==== Provided material ====

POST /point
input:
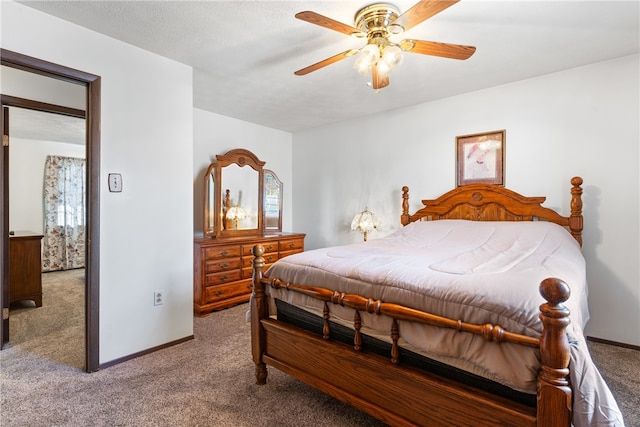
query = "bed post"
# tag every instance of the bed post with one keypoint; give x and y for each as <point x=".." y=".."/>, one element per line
<point x="575" y="219"/>
<point x="554" y="393"/>
<point x="404" y="218"/>
<point x="258" y="307"/>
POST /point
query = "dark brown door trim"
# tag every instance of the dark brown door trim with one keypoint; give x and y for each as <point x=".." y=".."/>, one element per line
<point x="92" y="276"/>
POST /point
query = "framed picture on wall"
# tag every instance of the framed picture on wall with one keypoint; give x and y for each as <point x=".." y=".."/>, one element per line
<point x="480" y="158"/>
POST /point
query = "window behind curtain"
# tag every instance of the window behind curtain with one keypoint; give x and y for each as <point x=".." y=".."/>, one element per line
<point x="64" y="213"/>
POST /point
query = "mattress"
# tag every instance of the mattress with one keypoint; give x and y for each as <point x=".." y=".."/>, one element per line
<point x="478" y="272"/>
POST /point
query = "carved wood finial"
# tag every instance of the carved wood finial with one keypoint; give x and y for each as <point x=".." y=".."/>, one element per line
<point x="404" y="218"/>
<point x="326" y="330"/>
<point x="553" y="385"/>
<point x="395" y="348"/>
<point x="258" y="311"/>
<point x="575" y="219"/>
<point x="357" y="325"/>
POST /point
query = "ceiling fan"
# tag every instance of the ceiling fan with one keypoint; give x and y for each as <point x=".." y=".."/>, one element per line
<point x="378" y="23"/>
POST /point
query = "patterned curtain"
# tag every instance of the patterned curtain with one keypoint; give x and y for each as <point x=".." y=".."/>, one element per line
<point x="64" y="213"/>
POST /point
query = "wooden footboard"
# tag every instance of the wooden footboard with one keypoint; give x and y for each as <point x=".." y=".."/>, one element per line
<point x="402" y="395"/>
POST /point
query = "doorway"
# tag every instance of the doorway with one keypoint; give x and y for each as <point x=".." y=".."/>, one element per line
<point x="47" y="291"/>
<point x="92" y="84"/>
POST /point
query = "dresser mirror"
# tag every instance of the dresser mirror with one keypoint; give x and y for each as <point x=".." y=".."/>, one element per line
<point x="272" y="202"/>
<point x="233" y="205"/>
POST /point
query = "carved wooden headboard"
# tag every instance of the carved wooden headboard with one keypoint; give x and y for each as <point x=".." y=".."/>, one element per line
<point x="482" y="202"/>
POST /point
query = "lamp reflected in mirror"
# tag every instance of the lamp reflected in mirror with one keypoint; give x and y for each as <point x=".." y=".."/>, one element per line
<point x="234" y="217"/>
<point x="364" y="222"/>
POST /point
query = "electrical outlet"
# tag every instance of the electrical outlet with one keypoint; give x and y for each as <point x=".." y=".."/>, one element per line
<point x="158" y="297"/>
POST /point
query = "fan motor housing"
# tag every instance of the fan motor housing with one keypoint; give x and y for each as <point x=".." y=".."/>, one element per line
<point x="376" y="17"/>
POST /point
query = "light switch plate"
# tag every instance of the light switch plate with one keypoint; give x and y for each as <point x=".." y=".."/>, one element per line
<point x="115" y="182"/>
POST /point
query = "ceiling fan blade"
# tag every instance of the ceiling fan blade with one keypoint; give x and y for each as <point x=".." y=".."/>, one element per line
<point x="323" y="21"/>
<point x="445" y="50"/>
<point x="422" y="11"/>
<point x="378" y="81"/>
<point x="325" y="62"/>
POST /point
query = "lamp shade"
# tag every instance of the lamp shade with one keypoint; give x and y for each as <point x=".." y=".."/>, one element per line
<point x="364" y="222"/>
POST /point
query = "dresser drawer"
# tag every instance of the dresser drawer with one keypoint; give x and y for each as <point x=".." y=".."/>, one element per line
<point x="222" y="252"/>
<point x="222" y="265"/>
<point x="291" y="245"/>
<point x="223" y="277"/>
<point x="222" y="292"/>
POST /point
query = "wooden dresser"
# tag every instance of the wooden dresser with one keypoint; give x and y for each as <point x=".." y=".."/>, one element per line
<point x="25" y="267"/>
<point x="223" y="271"/>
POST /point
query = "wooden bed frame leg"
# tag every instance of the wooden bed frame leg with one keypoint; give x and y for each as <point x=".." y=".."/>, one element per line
<point x="259" y="311"/>
<point x="554" y="392"/>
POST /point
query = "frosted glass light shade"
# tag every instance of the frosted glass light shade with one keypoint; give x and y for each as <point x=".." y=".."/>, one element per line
<point x="364" y="222"/>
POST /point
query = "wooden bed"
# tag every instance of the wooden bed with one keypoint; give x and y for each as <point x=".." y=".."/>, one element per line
<point x="404" y="395"/>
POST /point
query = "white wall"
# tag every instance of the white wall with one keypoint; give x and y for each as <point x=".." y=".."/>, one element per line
<point x="583" y="121"/>
<point x="26" y="178"/>
<point x="215" y="134"/>
<point x="147" y="136"/>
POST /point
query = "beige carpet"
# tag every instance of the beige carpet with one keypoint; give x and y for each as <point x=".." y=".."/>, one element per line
<point x="208" y="381"/>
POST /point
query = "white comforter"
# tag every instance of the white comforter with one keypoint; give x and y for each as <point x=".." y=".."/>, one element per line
<point x="479" y="272"/>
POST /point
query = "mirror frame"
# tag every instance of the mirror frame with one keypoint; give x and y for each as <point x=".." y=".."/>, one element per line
<point x="278" y="228"/>
<point x="242" y="158"/>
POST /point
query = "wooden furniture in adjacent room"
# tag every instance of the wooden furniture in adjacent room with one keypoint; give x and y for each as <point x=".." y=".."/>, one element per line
<point x="25" y="267"/>
<point x="236" y="189"/>
<point x="383" y="384"/>
<point x="223" y="270"/>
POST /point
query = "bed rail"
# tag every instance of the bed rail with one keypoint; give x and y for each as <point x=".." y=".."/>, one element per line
<point x="554" y="393"/>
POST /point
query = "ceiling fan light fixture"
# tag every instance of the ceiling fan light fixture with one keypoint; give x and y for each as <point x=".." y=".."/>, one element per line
<point x="377" y="22"/>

====

The expected result is every record above, word for word, with no pictures in it.

POST /point
input:
query = "bed post"
# tag every instance of the bed post with one keypoint; give x and y for each as <point x=".." y=".."/>, one element per line
<point x="575" y="219"/>
<point x="554" y="393"/>
<point x="404" y="218"/>
<point x="258" y="307"/>
POST /point
query = "dark brown door trim"
# tag every instance of the dark brown door trim with one keypoint; give x and y for each as <point x=".." y=".."/>, one element per line
<point x="92" y="276"/>
POST /point
query = "framed picture on wall"
# tag every instance of the framed picture on wall with one keypoint; give x and y for each as <point x=".." y=".."/>, one element per line
<point x="480" y="158"/>
POST /point
query = "window behind curtain"
# tag every instance of the window behind curtain with one keypoint; give x and y for each as <point x=".." y=".."/>, one element per line
<point x="64" y="213"/>
POST /point
query = "mattress"
# tag every instance of the mattress with one keypoint; give x and y for each as <point x=".." y=".."/>, one element per line
<point x="478" y="272"/>
POST /point
query = "carved wood finial"
# tag every instance of the carved wood finial with one keypoint; give x and y for each as <point x=".." y=".."/>, one element per line
<point x="404" y="218"/>
<point x="326" y="330"/>
<point x="553" y="385"/>
<point x="395" y="348"/>
<point x="258" y="311"/>
<point x="575" y="219"/>
<point x="357" y="325"/>
POST /point
query = "ceiling fan"
# tag every instance of the ceiling fan with one keypoint; give x and y for each as <point x=".." y=".."/>, one element per line
<point x="378" y="23"/>
POST /point
query = "patterned curtain"
# tag every instance of the patterned curtain with one keypoint; give x and y for each as <point x=".." y=".."/>, one element per line
<point x="64" y="213"/>
POST /point
query = "wooden footboard"
# tag every instance of the wooden footboard with one keypoint; give x and y for each as <point x=".." y=".."/>, one element per line
<point x="402" y="395"/>
POST /point
query = "doorway"
# tag every instance of the doorway with one keypoint; give x and y for each as <point x=".." y=".."/>, one element per line
<point x="47" y="291"/>
<point x="92" y="84"/>
POST /point
query = "dresser mirror"
# tag every instance of the dresser mirror with one keypoint; give x and y for each as <point x=".." y=".."/>, one element per line
<point x="272" y="202"/>
<point x="233" y="205"/>
POST /point
query = "carved wooden headboard"
# tag every instance of the carved wooden headboard with one keypoint; give x and y for each as <point x=".." y=".."/>, one element per line
<point x="482" y="202"/>
POST /point
query = "lamp reflected in mirror"
# tag every instance of the lamp reflected in mirror with one keypoint; give x and y for each as <point x=".." y=".."/>, one element per line
<point x="234" y="217"/>
<point x="364" y="222"/>
POST /point
query = "electrical outlet"
# tag every instance of the electrical outlet with one keypoint; give x and y for each as <point x=".." y=".."/>, one element per line
<point x="158" y="297"/>
POST /point
query = "fan motor housing"
# tag every instance of the fan motor housing with one keypoint; give x and y for each as <point x=".." y=".."/>, one element per line
<point x="376" y="17"/>
POST /point
query = "light switch plate"
# tag every instance of the light switch plate with one keypoint; give x and y for each as <point x=".." y=".."/>, one element per line
<point x="115" y="182"/>
POST /point
query = "ceiling fan blade"
# tag every instance of the ceiling fan blade with one keypoint; give x and y for each as <point x=".." y=".."/>, one element per line
<point x="323" y="21"/>
<point x="445" y="50"/>
<point x="422" y="11"/>
<point x="378" y="81"/>
<point x="325" y="62"/>
POST /point
query = "lamp shade"
# tag every instance of the lamp shade with one keypoint; give x and y for each as <point x=".." y=".."/>, one element per line
<point x="364" y="222"/>
POST /point
query = "dresser drawer"
# tag every instance of the dresser drawer with one keypoint; give x and y for each as <point x=".." y=".."/>, one element per line
<point x="222" y="252"/>
<point x="222" y="265"/>
<point x="291" y="245"/>
<point x="223" y="277"/>
<point x="222" y="292"/>
POST /point
query = "wooden dresser"
# tag every instance of the wooden dresser with one keypoint; give x and y for each as <point x=".." y=".."/>, one element per line
<point x="25" y="267"/>
<point x="223" y="271"/>
POST /point
query = "wooden bed frame leg"
# tag every instance of the wooden bed frame leg with one keypoint; give x and y for each as <point x=".." y=".."/>, one element per line
<point x="259" y="311"/>
<point x="554" y="392"/>
POST /point
query = "frosted glass light shade"
# tag every instance of the frosted glass light shade with one keypoint; give x and y for each as <point x=".." y=".."/>, one element per line
<point x="364" y="222"/>
POST /point
query = "wooden bed"
# tag every instance of the wooden bed with one keypoint; give x and y for each as <point x=".." y=".."/>, one element per line
<point x="404" y="395"/>
POST /point
query = "white wall"
# tag every instance of the white wall with one keypoint; give x and y for each as <point x=".." y=".."/>, one element per line
<point x="583" y="121"/>
<point x="26" y="178"/>
<point x="215" y="134"/>
<point x="147" y="136"/>
POST /point
query = "beige carpet"
# tag every instance of the beige carpet with one keypoint; give x and y for each as <point x=".." y=".."/>, one element per line
<point x="208" y="381"/>
POST /point
query = "white comforter"
# tag every instance of the white comforter with one keypoint; give x and y for each as <point x=".." y=".."/>, one element per line
<point x="479" y="272"/>
POST /point
query = "mirror frame"
# tag every instance of the mirror frame with one keypoint; give x and y for each as <point x=".." y=".."/>, one element per line
<point x="278" y="228"/>
<point x="242" y="158"/>
POST /point
query = "wooden furniture in adjacent room"
# tag every instance of the wooden furniture in adjacent room with one keypoint; give x and y for each as <point x=".." y=".."/>, one element per line
<point x="25" y="267"/>
<point x="236" y="189"/>
<point x="383" y="384"/>
<point x="223" y="270"/>
POST /point
query = "bed rail"
# tag every instance of the bed rail with one keypoint; give x and y for each as <point x=".." y=".."/>, one element per line
<point x="554" y="393"/>
POST /point
query = "ceiling fan light fixture"
# tag every instance of the ceiling fan light fixture with one keypoint; give x and y for each as <point x=".." y=".."/>, one element per line
<point x="377" y="22"/>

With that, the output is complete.